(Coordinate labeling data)
>> BEGIN

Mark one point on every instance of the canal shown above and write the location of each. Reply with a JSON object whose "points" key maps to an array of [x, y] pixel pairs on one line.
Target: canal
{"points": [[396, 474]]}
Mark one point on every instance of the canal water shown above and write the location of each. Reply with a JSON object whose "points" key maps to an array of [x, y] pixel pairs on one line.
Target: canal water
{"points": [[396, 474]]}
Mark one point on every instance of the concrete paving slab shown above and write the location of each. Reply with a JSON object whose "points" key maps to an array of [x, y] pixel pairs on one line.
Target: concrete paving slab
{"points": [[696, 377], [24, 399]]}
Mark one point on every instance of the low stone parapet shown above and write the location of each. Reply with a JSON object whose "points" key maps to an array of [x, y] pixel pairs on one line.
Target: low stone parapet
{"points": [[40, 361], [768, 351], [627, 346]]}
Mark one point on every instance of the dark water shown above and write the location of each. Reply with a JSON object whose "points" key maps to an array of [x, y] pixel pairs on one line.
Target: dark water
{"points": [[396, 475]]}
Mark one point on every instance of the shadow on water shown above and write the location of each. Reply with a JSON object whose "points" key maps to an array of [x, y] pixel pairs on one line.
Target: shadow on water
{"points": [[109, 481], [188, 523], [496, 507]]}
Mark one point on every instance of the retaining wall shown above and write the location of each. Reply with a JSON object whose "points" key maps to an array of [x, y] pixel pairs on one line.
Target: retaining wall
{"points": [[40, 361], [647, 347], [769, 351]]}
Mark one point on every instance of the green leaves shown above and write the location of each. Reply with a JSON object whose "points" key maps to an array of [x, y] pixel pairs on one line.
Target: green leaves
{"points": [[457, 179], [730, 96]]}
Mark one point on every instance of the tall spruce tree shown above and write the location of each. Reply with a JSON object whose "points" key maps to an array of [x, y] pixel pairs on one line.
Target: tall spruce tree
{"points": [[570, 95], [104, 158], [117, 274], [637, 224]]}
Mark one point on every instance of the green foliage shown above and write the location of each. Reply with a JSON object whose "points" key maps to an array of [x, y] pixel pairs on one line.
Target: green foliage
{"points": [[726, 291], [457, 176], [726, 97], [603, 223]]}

>> END

**SHORT EXERCISE:** From the line holding "Mark one point on every instance of the green leaves" through the last line above, reproduce each line exactly and add nothing.

**FULL OUTPUT:**
Mark one point on every instance of the green leaves shown above and write the location of each. Reply with a JSON object whose "points" key maps to an array of [x, y] pixel pairs on one line.
Target: green leaves
{"points": [[457, 179], [730, 96]]}
Mark one point on every instance of the tall spruce tree shown above and write the location of each. Reply with a JSON object whose "points" key maps to an array of [x, y] pixel pairs on one line.
Target: tall spruce tree
{"points": [[570, 95], [104, 158], [117, 274], [637, 224]]}
Mark one point on every instance of the green foliage shown above and write the location of each. Reply with a JSON object whose "points" key maps to an array of [x, y] pixel pairs on one line.
Target: green foliage
{"points": [[726, 291], [457, 176], [726, 97], [603, 223]]}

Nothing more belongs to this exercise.